-- Start --

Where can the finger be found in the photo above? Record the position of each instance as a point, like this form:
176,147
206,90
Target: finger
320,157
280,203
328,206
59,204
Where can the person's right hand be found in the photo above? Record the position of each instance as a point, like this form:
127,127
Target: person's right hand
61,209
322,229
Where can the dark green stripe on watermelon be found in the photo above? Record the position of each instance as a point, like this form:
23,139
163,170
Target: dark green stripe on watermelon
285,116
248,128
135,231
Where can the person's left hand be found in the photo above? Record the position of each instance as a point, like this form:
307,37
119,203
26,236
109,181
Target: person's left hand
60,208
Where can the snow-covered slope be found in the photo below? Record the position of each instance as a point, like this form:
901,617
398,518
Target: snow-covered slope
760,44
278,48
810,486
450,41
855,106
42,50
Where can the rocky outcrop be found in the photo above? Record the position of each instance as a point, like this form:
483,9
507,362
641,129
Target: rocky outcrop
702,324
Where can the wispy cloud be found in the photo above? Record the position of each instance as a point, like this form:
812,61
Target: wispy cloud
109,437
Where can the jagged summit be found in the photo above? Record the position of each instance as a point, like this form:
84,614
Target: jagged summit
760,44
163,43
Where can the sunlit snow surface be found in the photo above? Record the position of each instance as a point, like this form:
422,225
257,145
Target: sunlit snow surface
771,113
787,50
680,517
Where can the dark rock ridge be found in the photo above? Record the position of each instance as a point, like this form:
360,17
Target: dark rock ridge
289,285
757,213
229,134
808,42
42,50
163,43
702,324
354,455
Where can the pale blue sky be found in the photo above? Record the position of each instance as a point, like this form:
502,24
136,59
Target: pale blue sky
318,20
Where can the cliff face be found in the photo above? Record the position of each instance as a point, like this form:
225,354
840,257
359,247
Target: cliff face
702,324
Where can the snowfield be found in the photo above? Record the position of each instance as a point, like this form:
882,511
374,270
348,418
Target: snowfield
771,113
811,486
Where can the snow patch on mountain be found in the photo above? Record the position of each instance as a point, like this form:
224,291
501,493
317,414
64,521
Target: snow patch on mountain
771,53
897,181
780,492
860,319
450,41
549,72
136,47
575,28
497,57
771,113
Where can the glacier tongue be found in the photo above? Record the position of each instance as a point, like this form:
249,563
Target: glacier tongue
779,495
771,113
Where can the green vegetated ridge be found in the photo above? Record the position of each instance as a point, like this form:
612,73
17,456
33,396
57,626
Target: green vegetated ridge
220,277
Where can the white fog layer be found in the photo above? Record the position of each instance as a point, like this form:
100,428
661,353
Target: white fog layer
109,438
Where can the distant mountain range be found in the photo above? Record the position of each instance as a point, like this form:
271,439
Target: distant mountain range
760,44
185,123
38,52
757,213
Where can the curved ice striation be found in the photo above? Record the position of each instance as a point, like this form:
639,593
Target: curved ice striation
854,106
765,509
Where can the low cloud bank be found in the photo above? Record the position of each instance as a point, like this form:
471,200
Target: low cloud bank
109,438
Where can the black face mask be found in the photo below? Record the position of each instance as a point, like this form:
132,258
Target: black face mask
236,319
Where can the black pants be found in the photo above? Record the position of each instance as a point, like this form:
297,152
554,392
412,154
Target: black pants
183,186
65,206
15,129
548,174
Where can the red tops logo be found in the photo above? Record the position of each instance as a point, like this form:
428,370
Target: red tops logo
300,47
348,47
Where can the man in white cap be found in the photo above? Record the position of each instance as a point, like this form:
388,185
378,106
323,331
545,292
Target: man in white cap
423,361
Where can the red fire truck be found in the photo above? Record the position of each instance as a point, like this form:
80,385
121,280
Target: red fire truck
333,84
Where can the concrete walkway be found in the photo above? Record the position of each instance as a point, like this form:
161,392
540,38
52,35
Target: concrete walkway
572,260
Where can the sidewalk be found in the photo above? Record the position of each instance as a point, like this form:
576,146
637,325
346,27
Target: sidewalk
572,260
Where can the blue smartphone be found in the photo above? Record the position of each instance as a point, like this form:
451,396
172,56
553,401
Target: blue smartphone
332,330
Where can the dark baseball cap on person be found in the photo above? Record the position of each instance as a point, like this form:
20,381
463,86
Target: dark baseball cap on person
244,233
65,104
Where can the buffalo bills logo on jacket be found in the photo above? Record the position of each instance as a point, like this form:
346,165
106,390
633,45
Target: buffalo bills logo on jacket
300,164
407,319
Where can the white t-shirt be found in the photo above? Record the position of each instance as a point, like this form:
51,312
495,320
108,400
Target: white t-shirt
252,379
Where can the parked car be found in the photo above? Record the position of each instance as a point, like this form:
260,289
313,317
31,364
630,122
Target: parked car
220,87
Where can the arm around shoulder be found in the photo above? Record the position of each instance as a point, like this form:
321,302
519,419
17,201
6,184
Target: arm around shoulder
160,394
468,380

-- End --

Set out each line of the listing above as a Markdown table with two columns, Row for the row number and Line for the line itself. Leave out blank lines.

● **Task result**
| Row | Line |
|---|---|
| 1 | Where can the finger be found in the photo above? Record the position of each instance as a point, like this form: |
| 2 | 176,147 |
| 3 | 206,90 |
| 4 | Target: finger |
| 5 | 320,157 |
| 6 | 280,203 |
| 7 | 328,206 |
| 8 | 59,204 |
| 9 | Where can the person's right hand be found in the photo above? Record the position of each instance as a point, like this form: |
| 10 | 127,127 |
| 11 | Target: person's right hand |
| 12 | 61,209 |
| 13 | 322,229 |
| 14 | Where can the dark green stripe on watermelon be found in the photo above? Record the position of each instance as a point, like this form: |
| 15 | 23,139 |
| 16 | 163,170 |
| 17 | Target: dark green stripe on watermelon |
| 18 | 285,116 |
| 19 | 248,128 |
| 20 | 135,231 |
| 21 | Where can the person's left hand be found in the photo above? Record the position of each instance as a point, like this form: |
| 22 | 307,37 |
| 23 | 119,203 |
| 24 | 26,236 |
| 25 | 109,181 |
| 26 | Target: person's left hand |
| 27 | 60,208 |
| 28 | Where can the snow-covered slope be found in the photo below? Record the position of each instance as a point, like this form: |
| 29 | 901,617 |
| 30 | 398,518 |
| 31 | Target: snow-covered slope |
| 32 | 760,44 |
| 33 | 278,48 |
| 34 | 810,486 |
| 35 | 450,41 |
| 36 | 855,106 |
| 37 | 42,50 |
| 38 | Where can the rocky outcrop be found in the photo above? Record the position of each instance as a point, like this form: |
| 39 | 483,9 |
| 40 | 507,362 |
| 41 | 641,129 |
| 42 | Target: rocky outcrop |
| 43 | 702,324 |
| 44 | Where can the wispy cloud be found in the photo above? Record the position of each instance as a point, like this form: |
| 45 | 812,61 |
| 46 | Target: wispy cloud |
| 47 | 109,437 |
| 48 | Where can the jagged summit be found in the photo above? Record the position of each instance as a point, like this form: |
| 49 | 84,614 |
| 50 | Target: jagged summit |
| 51 | 760,44 |
| 52 | 163,43 |
| 53 | Where can the sunlit snow surface be found in the photo above? Record the position of each instance as a point, like this form: |
| 54 | 422,225 |
| 55 | 257,145 |
| 56 | Target: sunlit snow surface |
| 57 | 771,113 |
| 58 | 787,50 |
| 59 | 680,517 |
| 60 | Where can the dark rock ridge be found in the photo above? Record the position of each instance as a point, like this form: |
| 61 | 360,17 |
| 62 | Target: dark rock ridge |
| 63 | 289,285 |
| 64 | 757,213 |
| 65 | 229,134 |
| 66 | 808,42 |
| 67 | 42,50 |
| 68 | 163,43 |
| 69 | 702,324 |
| 70 | 354,455 |
| 71 | Where can the pale blue sky be found in the photo above? Record the position of each instance as a point, like this form: |
| 72 | 502,24 |
| 73 | 136,59 |
| 74 | Target: pale blue sky |
| 75 | 318,20 |
| 76 | Where can the cliff face be found in the photo above? Record the position of each instance as a point, like this form: |
| 77 | 225,354 |
| 78 | 840,257 |
| 79 | 359,247 |
| 80 | Target: cliff face |
| 81 | 702,324 |
| 82 | Where can the snowfield be found in the photo above? Record the position of each instance as a point, like this form: |
| 83 | 882,511 |
| 84 | 374,270 |
| 85 | 348,418 |
| 86 | Target: snowfield |
| 87 | 771,113 |
| 88 | 811,486 |
| 89 | Where can the snow patch on mountain be found in the photo above? Record the position of each instance as a point, like this form: |
| 90 | 224,291 |
| 91 | 501,493 |
| 92 | 317,414 |
| 93 | 64,521 |
| 94 | Target: snow patch on mountain |
| 95 | 771,53 |
| 96 | 897,181 |
| 97 | 780,492 |
| 98 | 860,319 |
| 99 | 450,41 |
| 100 | 549,72 |
| 101 | 136,47 |
| 102 | 575,28 |
| 103 | 497,57 |
| 104 | 771,113 |
| 105 | Where can the glacier tongue be found in the photo above? Record the position of each instance as a point, like this form: |
| 106 | 249,563 |
| 107 | Target: glacier tongue |
| 108 | 779,495 |
| 109 | 771,113 |
| 110 | Where can the green vegetated ridge be found in the photo above? Record the position of each instance as a point, like this form: |
| 111 | 612,73 |
| 112 | 17,456 |
| 113 | 33,396 |
| 114 | 57,626 |
| 115 | Target: green vegetated ridge |
| 116 | 220,277 |
| 117 | Where can the white fog layer be found in the photo above? Record the position of each instance as a point, like this form: |
| 118 | 100,428 |
| 119 | 661,353 |
| 120 | Target: white fog layer |
| 121 | 109,438 |
| 122 | Where can the distant mountain range be found in the photo above? Record the position of each instance as a point, like this form: |
| 123 | 271,439 |
| 124 | Target: distant mountain range |
| 125 | 760,44 |
| 126 | 185,123 |
| 127 | 38,52 |
| 128 | 757,213 |
| 129 | Where can the curved ice striation be found in the photo above? Record the position of each instance as a point, like this form: |
| 130 | 639,593 |
| 131 | Target: curved ice striation |
| 132 | 854,106 |
| 133 | 765,509 |
| 134 | Where can the low cloud bank be found in the photo above? Record the position of each instance as a point, like this form: |
| 135 | 471,200 |
| 136 | Target: low cloud bank |
| 137 | 109,438 |
| 138 | Where can the black face mask be found in the photo below? Record the position of each instance as a point, like this form: |
| 139 | 132,258 |
| 140 | Target: black face mask |
| 141 | 236,319 |
| 142 | Where can the black pants be found in the photo above? Record the position of each instance as a point, like this form: |
| 143 | 297,152 |
| 144 | 554,392 |
| 145 | 412,154 |
| 146 | Target: black pants |
| 147 | 183,186 |
| 148 | 65,206 |
| 149 | 15,129 |
| 150 | 548,174 |
| 151 | Where can the red tops logo be found in the photo above? Record the position of each instance as a point, like this form: |
| 152 | 428,370 |
| 153 | Target: red tops logo |
| 154 | 300,47 |
| 155 | 348,47 |
| 156 | Where can the man in white cap be found in the photo above? Record the position of each instance as a point, like this form: |
| 157 | 388,185 |
| 158 | 378,106 |
| 159 | 323,331 |
| 160 | 545,292 |
| 161 | Target: man in white cap |
| 162 | 423,361 |
| 163 | Where can the red fire truck be found in the photo above? Record the position of each instance as a point, like this form: |
| 164 | 80,385 |
| 165 | 121,280 |
| 166 | Target: red fire truck |
| 167 | 333,84 |
| 168 | Where can the concrete walkway be found in the photo above? Record the position of each instance as a point, like this form: |
| 169 | 161,392 |
| 170 | 540,38 |
| 171 | 52,35 |
| 172 | Target: concrete walkway |
| 173 | 572,260 |
| 174 | Where can the sidewalk be found in the photo above? Record the position of each instance as a point, like this form: |
| 175 | 576,146 |
| 176 | 637,325 |
| 177 | 346,27 |
| 178 | Target: sidewalk |
| 179 | 572,260 |
| 180 | Where can the blue smartphone be found in the photo above? Record the position of each instance as a point, like this form: |
| 181 | 451,396 |
| 182 | 172,56 |
| 183 | 553,401 |
| 184 | Target: blue smartphone |
| 185 | 332,330 |
| 186 | Where can the dark baseball cap on person be found in the photo above? Record the position of each instance as a point, like this form: |
| 187 | 20,381 |
| 188 | 463,86 |
| 189 | Target: dark baseball cap on person |
| 190 | 244,233 |
| 191 | 65,104 |
| 192 | Where can the buffalo bills logo on jacket be found in the photo above? Record the position of each instance as a point, like this form: |
| 193 | 346,165 |
| 194 | 106,390 |
| 195 | 633,45 |
| 196 | Target: buffalo bills logo on jacket |
| 197 | 300,164 |
| 198 | 407,319 |
| 199 | Where can the white t-shirt be found in the photo above? Record the position of each instance as a point, like this form: |
| 200 | 51,312 |
| 201 | 495,320 |
| 202 | 108,400 |
| 203 | Target: white t-shirt |
| 204 | 252,379 |
| 205 | Where can the parked car be found in the photo above? Record the position of each instance as a point, like this form: |
| 206 | 260,289 |
| 207 | 313,317 |
| 208 | 31,364 |
| 209 | 630,122 |
| 210 | Target: parked car |
| 211 | 220,87 |
| 212 | Where can the arm around shoulder be found in the photo above? Record the position of each instance as a point, like this form: |
| 213 | 321,302 |
| 214 | 519,419 |
| 215 | 17,201 |
| 216 | 6,184 |
| 217 | Target: arm around shoulder |
| 218 | 160,394 |
| 219 | 468,380 |